▶ WORK ITEM
Repeat the data exactly, with every line included.
*** Block opens ***
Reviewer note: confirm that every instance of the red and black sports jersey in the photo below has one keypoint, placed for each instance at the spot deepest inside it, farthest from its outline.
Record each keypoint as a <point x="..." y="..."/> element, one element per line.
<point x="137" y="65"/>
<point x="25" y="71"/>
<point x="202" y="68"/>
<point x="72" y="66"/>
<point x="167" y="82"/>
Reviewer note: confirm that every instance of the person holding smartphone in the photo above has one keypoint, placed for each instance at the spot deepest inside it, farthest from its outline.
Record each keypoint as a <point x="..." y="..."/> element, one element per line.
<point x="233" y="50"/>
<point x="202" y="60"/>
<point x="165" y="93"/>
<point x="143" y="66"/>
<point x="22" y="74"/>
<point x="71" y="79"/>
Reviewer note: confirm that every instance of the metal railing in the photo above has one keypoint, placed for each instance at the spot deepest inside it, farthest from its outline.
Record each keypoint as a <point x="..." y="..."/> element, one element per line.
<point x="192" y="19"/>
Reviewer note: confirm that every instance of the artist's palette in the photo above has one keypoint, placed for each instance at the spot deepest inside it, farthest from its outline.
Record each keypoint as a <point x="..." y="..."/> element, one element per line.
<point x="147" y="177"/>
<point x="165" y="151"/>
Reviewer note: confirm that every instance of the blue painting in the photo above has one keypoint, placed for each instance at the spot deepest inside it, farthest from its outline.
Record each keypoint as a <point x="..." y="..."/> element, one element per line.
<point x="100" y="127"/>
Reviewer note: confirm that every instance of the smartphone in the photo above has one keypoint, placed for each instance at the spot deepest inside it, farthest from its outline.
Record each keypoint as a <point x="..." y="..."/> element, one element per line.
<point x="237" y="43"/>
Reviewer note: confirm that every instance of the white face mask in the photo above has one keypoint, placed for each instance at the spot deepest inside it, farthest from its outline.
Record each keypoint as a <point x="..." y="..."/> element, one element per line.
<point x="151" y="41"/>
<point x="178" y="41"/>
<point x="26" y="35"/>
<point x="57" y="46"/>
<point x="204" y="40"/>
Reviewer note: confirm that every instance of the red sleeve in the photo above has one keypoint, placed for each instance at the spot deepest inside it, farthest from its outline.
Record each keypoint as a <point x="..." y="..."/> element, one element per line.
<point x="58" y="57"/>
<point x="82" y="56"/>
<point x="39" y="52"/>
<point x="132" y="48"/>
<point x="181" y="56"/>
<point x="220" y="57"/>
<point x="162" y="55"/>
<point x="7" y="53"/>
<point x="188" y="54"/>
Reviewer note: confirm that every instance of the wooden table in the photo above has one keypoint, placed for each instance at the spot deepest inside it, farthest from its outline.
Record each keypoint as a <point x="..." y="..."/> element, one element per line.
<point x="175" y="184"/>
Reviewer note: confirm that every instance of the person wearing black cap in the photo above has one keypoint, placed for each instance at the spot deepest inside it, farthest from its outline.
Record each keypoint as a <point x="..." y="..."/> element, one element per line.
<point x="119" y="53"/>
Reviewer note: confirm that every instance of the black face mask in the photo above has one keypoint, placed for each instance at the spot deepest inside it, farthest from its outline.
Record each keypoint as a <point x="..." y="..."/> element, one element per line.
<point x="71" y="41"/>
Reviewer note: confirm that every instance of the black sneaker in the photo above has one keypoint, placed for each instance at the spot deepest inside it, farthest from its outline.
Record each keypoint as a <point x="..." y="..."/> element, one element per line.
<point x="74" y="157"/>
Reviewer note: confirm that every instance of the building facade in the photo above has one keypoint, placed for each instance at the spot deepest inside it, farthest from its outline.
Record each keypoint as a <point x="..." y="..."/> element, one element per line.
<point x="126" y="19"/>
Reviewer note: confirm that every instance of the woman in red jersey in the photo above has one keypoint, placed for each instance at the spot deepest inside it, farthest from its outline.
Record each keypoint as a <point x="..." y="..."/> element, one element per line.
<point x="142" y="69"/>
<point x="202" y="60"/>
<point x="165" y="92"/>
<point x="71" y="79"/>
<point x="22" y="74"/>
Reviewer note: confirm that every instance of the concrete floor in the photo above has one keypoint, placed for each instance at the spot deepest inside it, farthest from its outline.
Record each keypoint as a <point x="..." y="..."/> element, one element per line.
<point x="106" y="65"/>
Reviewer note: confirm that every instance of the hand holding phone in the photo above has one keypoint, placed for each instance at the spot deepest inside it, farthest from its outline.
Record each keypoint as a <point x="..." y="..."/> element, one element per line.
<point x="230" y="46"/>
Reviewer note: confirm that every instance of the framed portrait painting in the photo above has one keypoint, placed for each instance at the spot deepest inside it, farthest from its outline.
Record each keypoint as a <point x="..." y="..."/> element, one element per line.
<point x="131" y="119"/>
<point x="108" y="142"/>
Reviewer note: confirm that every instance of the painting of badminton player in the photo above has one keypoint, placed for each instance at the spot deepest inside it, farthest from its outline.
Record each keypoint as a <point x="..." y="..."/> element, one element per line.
*** Block closes ***
▶ OUTPUT OF THE TASK
Reviewer note: confirm that every instance of the red and black sports jersey in the photo below has one keypoint, placed for each instance at the spot deepest inside it, farthest from its outline.
Record each keypoint as a <point x="..." y="..."/> element, one element per line.
<point x="137" y="65"/>
<point x="25" y="71"/>
<point x="202" y="68"/>
<point x="72" y="66"/>
<point x="167" y="82"/>
Reviewer note: confirm that every instance of the person holding smartphone in the photo above has one keypoint, placed for each instance at the spot deepest inside it, farthest from its outline.
Record each keypoint as a <point x="..." y="..."/> element, one element per line.
<point x="233" y="50"/>
<point x="202" y="60"/>
<point x="165" y="93"/>
<point x="143" y="66"/>
<point x="22" y="74"/>
<point x="71" y="79"/>
Reviewer note: confirm that every instance of the metal railing in the photo above has one keypoint, placed for each instance at the spot deepest inside it, farthest from its outline.
Record each keypoint as a <point x="..." y="..."/> element, one element per line.
<point x="192" y="19"/>
Reviewer note: confirm that every instance of the artist's palette in the photo above has one keypoint, placed for each instance at the spot deepest inside it, farthest from its outline.
Record each keypoint as a <point x="..." y="..."/> element, one element per line.
<point x="147" y="177"/>
<point x="165" y="151"/>
Reviewer note: confirm that every instance of the blue painting in the photo above has one keypoint, placed for each instance at the spot deepest inside it, farthest from its outline.
Record each keypoint as a <point x="..." y="..."/> element, one element per line.
<point x="100" y="127"/>
Reviewer note: confirm that every instance of the smartphone in the photo above has one keypoint, placed for each instance at the spot deepest inside it, farthest from its outline.
Record each keypoint as a <point x="..." y="..."/> element, one element per line.
<point x="237" y="43"/>
Reviewer note: confirm that every instance of the white face mask in the photo above has one keypoint, placed for each instance at the spot deepest inside it, farthest from its outline.
Record each keypoint as a <point x="..." y="..."/> element, one element per line.
<point x="151" y="41"/>
<point x="178" y="41"/>
<point x="26" y="35"/>
<point x="57" y="46"/>
<point x="204" y="40"/>
Reviewer note: confirm that every instance of the red sleeve in the photo above has one keypoint, placed for each instance at the spot deepest inside it, farthest from its outline.
Record each keypoint as a <point x="..." y="..."/> element, one element per line.
<point x="58" y="57"/>
<point x="82" y="56"/>
<point x="39" y="52"/>
<point x="132" y="48"/>
<point x="181" y="56"/>
<point x="220" y="57"/>
<point x="162" y="55"/>
<point x="7" y="53"/>
<point x="188" y="54"/>
Reviewer note: confirm that every instance of the wooden table in the photo above has one keypoint, placed for each instance at the spot deepest inside it, farthest from its outline.
Record each keypoint as a <point x="..." y="..."/> element, one element per line.
<point x="175" y="184"/>
Reviewer note: confirm that every instance of the person wearing black cap in the photo above has one keypoint, placed for each instance at the spot deepest inside it, farthest from its outline.
Record each keypoint as a <point x="..." y="..."/> element, one element per line.
<point x="119" y="53"/>
Reviewer note: confirm that every instance of the black face mask in the photo above has one keypoint, placed for each instance at the spot deepest inside it, farthest from its outline.
Record each keypoint as a <point x="..." y="..."/> element, one element per line.
<point x="71" y="41"/>
Reviewer note: confirm that every instance of the black sneaker in the photo above has one keypoint, placed for each instance at the spot deepest inside it, farthest from its outline.
Record each keypoint as a <point x="..." y="..."/> element, one element per line.
<point x="74" y="157"/>
Reviewer note: confirm that every instance of the building facade in the photo above has one keypoint, placed for each instance at the spot deepest inside it, farthest from its outline.
Record each keypoint as a <point x="..." y="..."/> element, one element per line.
<point x="126" y="19"/>
Reviewer note: confirm that every instance of the woman in red jersey in the photo above has one keypoint, placed for each instance at the spot deepest inside it, farthest from its outline.
Record each keypoint as a <point x="..." y="..."/> element, one element per line.
<point x="142" y="69"/>
<point x="202" y="60"/>
<point x="165" y="92"/>
<point x="71" y="79"/>
<point x="22" y="74"/>
Reviewer note: confirm that every instance of the concrete floor in the photo above has one keypoint, placed for each instance at the spot deepest inside it, farthest from its outline.
Record each keypoint as a <point x="..." y="..."/> element, one element per line.
<point x="106" y="65"/>
Reviewer note: confirm that every instance of the hand holding phone in the photo above has one keypoint, placed for each instance at the spot deepest inside it, farthest from its outline.
Record each keypoint as a <point x="..." y="..."/> element, one element per line.
<point x="230" y="46"/>
Reviewer note: confirm that every instance of the framed portrait painting in the photo above has one keypoint, placed for each instance at the spot deepest inside it, farthest from its outline.
Record each keypoint as a <point x="..." y="..."/> element, one element per line.
<point x="131" y="119"/>
<point x="108" y="142"/>
Reviewer note: confirm that every instance of the painting of badminton player in the photo above has one keypoint, placed for each instance at the spot deepest inside it, farthest from its outline.
Record each keypoint as a <point x="..." y="..."/> element, one element per line.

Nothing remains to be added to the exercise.